# Instructions for the task
Copy every one of the items below word for word, omitting the pictures from your reply.

# Entries provided

::::

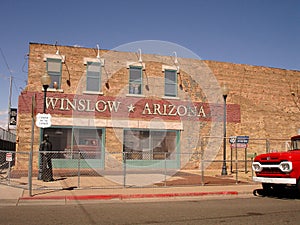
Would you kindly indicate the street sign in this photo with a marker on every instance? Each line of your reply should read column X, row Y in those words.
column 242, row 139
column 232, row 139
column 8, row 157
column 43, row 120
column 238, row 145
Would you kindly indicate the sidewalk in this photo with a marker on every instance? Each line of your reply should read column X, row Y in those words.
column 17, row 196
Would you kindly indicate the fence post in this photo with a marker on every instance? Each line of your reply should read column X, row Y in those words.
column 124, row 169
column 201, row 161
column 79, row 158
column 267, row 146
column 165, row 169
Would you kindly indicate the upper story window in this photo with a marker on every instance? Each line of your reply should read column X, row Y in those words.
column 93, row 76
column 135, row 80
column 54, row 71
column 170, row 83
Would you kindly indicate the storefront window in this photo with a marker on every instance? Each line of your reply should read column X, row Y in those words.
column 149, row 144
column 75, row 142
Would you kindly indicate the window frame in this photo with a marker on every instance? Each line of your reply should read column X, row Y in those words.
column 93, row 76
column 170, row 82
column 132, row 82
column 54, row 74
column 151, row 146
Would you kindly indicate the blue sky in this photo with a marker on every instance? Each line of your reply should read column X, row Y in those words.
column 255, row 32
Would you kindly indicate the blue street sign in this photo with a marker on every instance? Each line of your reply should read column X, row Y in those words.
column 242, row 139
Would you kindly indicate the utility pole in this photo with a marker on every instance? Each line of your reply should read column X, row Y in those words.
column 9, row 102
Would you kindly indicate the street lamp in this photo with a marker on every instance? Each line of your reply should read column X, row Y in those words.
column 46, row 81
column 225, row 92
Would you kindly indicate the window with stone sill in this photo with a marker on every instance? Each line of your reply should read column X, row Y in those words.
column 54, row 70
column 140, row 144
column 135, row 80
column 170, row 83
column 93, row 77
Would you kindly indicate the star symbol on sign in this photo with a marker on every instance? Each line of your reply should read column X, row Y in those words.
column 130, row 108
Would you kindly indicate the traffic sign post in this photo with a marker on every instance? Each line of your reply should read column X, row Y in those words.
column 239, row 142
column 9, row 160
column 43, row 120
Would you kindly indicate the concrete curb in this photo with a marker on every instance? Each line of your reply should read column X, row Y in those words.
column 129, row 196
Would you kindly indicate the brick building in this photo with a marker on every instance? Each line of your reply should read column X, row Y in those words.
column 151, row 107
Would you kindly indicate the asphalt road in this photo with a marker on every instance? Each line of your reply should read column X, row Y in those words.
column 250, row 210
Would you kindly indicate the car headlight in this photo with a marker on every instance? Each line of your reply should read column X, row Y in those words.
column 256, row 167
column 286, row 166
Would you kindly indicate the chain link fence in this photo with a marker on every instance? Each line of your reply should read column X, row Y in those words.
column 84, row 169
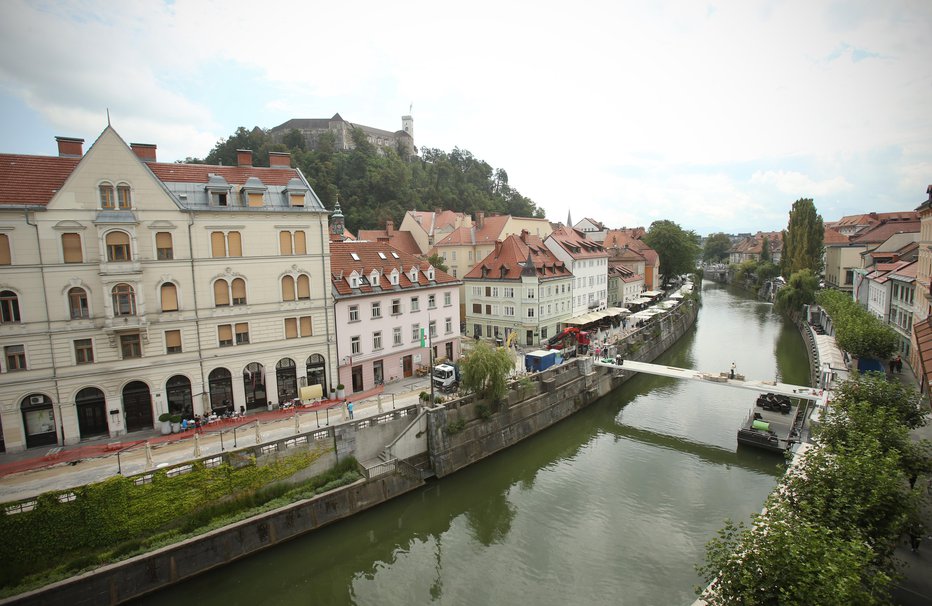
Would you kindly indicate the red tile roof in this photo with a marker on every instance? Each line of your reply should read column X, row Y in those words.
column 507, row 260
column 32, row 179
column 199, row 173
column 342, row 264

::::

# Expected answer
Would you kindly indicate the street sign in this photo with a marker on every instance? Each line of your reply should read column X, row Y in those words.
column 242, row 139
column 232, row 139
column 8, row 157
column 43, row 120
column 238, row 145
Would you kindly indicate the sidewalk in this photo with a marker on every instance? Each line of your reply should read column X, row Y in those words.
column 17, row 196
Would you kindly indicate the fence post in this photo with a marker on every instance? Each line of your reply should read column X, row Y in those words.
column 124, row 169
column 201, row 161
column 79, row 158
column 267, row 146
column 165, row 169
Would you kindly indicate the upper story window in this photo with a marker on every instance? Each line of your reply should read column X, row Y in those words.
column 93, row 76
column 135, row 80
column 54, row 71
column 170, row 83
Would you kindly indicate the storefront window in this photo with a marker on every instance? Each line of your reply should read column X, row Y in those words.
column 149, row 144
column 75, row 142
Would you kindly indicate the window frame in this photo with a marker on every instance? Each line of your reply should read column X, row Y in those words.
column 93, row 76
column 170, row 82
column 132, row 82
column 54, row 74
column 151, row 146
Would you kindly indicate the blue sky in this photo with a marker on every instance? Each line of your reply should read column X, row Y in those words.
column 255, row 32
Would you kindly indicate the blue street sign in this photo with a marker on every instance? Each line of your reply should read column X, row Y in those words.
column 242, row 139
Would you kindly indicate the utility pole in this photo with a marker on every instance? Each line of your reply should read column X, row Y in those words.
column 9, row 102
Would you kindly indicate the street lamp in this photo with a marker on every instance? Each line of your reply should read column X, row Y in those words.
column 46, row 81
column 225, row 92
Would you kindly indicate the window with stone sill in this photo with a marker on every instance? Each line of your reply should read column X, row Y in those words.
column 54, row 70
column 140, row 144
column 135, row 80
column 170, row 83
column 93, row 77
Would you kindly indicate the star symbol on sign in this photo with a marker on every instance? Each line of your reply should read column X, row Y in those words.
column 130, row 108
Would you kindly indicate the traffic sign post in this photo with a marker on every instance? Each line of your reply should read column X, row Y in those words.
column 239, row 142
column 9, row 160
column 43, row 120
Would you kindly indicate the concrete curb in this photo with a marker on every instance? Each line of your reply should read column X, row Y in those words.
column 129, row 196
Would you kindly indicate the brick building in this photo with a marker on every instance? Each line of your reply should read column X, row Y in those words.
column 151, row 107
Would you kindly indicate the asphalt road in this photo with a marker on every instance? Each line of your reply should read column X, row Y in those words.
column 250, row 210
Would you kindly indicate the car headlight in this photo with a marker on every instance? Each line of your reply should read column X, row Y in those words.
column 256, row 167
column 286, row 166
Would you kindly indicate the chain link fence in this photo with a marker on every instance? Each line of your reply should read column X, row Y in those words.
column 84, row 169
Would you kindly indicate the red tile roof in this photo with a marker on every instance? Each line of your reply should read column X, row Y in those words.
column 507, row 260
column 32, row 179
column 199, row 173
column 342, row 264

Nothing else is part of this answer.